:: Data in this exercise ::

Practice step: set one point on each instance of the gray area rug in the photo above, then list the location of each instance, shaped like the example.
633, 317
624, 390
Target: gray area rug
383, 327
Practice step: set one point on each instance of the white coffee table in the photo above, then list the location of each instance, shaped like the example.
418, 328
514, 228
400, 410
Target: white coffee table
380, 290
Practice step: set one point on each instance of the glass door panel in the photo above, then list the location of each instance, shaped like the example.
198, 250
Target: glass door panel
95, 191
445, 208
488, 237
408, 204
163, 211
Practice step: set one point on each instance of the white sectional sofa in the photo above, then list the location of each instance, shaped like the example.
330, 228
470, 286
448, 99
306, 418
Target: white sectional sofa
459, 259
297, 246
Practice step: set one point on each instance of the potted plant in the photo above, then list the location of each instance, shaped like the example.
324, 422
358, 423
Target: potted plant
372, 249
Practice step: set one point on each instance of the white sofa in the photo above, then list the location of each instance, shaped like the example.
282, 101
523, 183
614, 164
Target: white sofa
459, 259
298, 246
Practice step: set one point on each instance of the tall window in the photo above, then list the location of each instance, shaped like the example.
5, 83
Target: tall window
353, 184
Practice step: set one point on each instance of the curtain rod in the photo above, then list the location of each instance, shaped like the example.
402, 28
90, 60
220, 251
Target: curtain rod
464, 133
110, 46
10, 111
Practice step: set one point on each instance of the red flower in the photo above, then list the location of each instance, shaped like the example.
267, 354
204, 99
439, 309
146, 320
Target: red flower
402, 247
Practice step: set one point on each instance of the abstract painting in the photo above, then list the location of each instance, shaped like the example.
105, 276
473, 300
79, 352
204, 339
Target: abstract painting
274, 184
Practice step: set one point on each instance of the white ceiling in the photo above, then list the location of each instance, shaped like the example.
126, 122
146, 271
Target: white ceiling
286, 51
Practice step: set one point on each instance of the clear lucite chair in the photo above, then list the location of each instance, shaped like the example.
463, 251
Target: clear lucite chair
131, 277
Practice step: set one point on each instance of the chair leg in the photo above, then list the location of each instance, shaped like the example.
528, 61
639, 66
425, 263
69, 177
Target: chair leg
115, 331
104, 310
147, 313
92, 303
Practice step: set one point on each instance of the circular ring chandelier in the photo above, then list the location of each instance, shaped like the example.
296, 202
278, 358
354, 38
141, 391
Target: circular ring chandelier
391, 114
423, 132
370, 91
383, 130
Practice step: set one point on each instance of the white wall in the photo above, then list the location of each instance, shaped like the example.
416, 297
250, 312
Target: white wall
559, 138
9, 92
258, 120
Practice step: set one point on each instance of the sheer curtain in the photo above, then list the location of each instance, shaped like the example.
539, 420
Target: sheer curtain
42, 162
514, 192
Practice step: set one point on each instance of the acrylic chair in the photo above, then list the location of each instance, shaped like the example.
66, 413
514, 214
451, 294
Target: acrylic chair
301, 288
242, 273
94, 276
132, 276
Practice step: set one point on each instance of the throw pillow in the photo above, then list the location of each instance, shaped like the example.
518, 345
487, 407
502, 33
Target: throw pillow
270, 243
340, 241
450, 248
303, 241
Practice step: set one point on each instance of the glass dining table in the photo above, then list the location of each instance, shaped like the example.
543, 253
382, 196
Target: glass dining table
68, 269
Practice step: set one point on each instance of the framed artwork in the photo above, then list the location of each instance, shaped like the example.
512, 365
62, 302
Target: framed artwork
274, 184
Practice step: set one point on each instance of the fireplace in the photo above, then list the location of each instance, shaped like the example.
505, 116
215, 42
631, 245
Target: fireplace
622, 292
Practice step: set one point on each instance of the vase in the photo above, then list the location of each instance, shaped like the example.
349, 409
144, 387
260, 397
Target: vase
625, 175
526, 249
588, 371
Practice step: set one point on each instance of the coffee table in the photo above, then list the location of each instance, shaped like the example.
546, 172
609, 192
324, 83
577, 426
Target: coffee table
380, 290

:::

- _Problem statement_
Word for word, give back all of the records.

- _Response to the exercise_
Practice step: set one point on each instance of the gray area rug in the photo above, then list the location of each instance, shaped like the example.
633, 317
624, 390
Target: gray area rug
383, 327
Practice step: set one point on each instance of the white coffee table in the photo above, then list the location of each instance, shaped like the example.
418, 328
514, 228
400, 410
Target: white coffee table
380, 290
Practice step: set one point on each instance of the glass door panel in the photo above, then list the location of each instance, shaped like the example.
198, 250
Target: glass door panel
95, 191
445, 208
488, 237
408, 204
163, 211
Practice step: set one point on each instance of the white sectional sofa in the photo above, then list the location of each instance, shaped like the example.
330, 228
470, 286
448, 99
306, 418
Target: white sectional sofa
459, 259
297, 246
Practice step: set one point on each instance of the potted plant in the photo above, then list the location of each instance, shaped like the example.
324, 422
358, 423
Target: potted plant
372, 249
Practice step: set one point on each instance of the white sofa in the photo above, then list the location of each instance, shaped like the example.
282, 101
523, 183
614, 164
Target: white sofa
459, 259
298, 246
Practice step: set one point on each instance of the tall window in the photo above, then list the location of each instance, shaped like the example.
5, 83
Target: tall window
353, 184
Practice step: set one point on each instance of the curtain rod in the photo above, then list the location of each instance, shaped like the example.
402, 28
90, 60
220, 251
Target: curtain rod
464, 133
110, 46
10, 111
Practice step: set one point on each instance of the red flower in the photo above, then list the location of each instance, shaped like the example.
267, 354
204, 99
439, 309
146, 320
Target: red flower
402, 247
Practice step: set one point on each instance of the abstract painting in the photo above, then list the location of each instance, shaped like the example.
105, 276
473, 300
79, 352
204, 339
Target: abstract painting
274, 184
Practice step: set one point on each instance of the white ceiling in the photo above, then list the location of each instance, shaped like the example.
126, 122
146, 271
Target: white ceiling
286, 51
Practice step: set one point on each instance of the clear lucite chair in the photo above, then list the location of each instance, shaped like the example.
463, 251
Target: clear lucite chair
131, 277
Practice step: set one point on each instance of the chair leg in the photo above, then list the location of each instance, shaped like the example.
528, 61
639, 66
425, 263
69, 177
Target: chair leg
115, 331
104, 310
147, 313
92, 303
Practice step: set one point on each instance of the circular ring chandelier in the photo above, then list the location of each instance, shaped like the example.
296, 202
278, 358
354, 38
141, 391
Target: circular ring chandelier
391, 114
423, 132
370, 91
383, 130
Practice step: set one point on each instance of the white wall in the photo above, then list the location of each instance, shaped like the example.
416, 297
250, 312
Target: white wall
559, 138
9, 92
258, 120
Practice step: set one point on each instance of the sheer curtain in the photo above, then list the location of each instance, shaped like the example.
539, 420
Target: sheer curtain
42, 162
514, 192
Practice step: set one point on each instance of the acrylic chair in the photo above, then list the location of each instance, shaped like the example.
66, 413
514, 214
451, 294
Target: acrylic chair
301, 288
242, 273
94, 276
132, 276
Practice step: set one point on each instance of the throw pillow in the photo above, then list the location of each instance, shaped like the example.
518, 345
487, 407
502, 33
Target: throw pillow
270, 243
340, 241
450, 248
303, 241
Practice step: set one point on each instance of the glass dining table in the photo above, then list the location of each instance, shaped like the example.
543, 253
382, 196
Target: glass dining table
68, 269
Practice step: set one point on each instance of the framed artwork in the photo above, then list the location of each instance, shaped like the example.
512, 365
62, 302
Target: framed artwork
274, 184
Practice step: set one point on each instance of the fireplace in the photo above, then list the location of each instance, shaped like the example.
505, 116
215, 42
631, 245
Target: fireplace
622, 292
Practice step: set one point on each instance of the vase in the photo above, then list the location of each instance, shaped like the example.
349, 409
144, 387
260, 397
Target: vase
625, 175
526, 249
588, 371
Practice step: set one point on each instance of the coffee table in the photo above, then list the location of each instance, shaped like the example.
546, 172
609, 192
324, 83
577, 426
Target: coffee table
380, 290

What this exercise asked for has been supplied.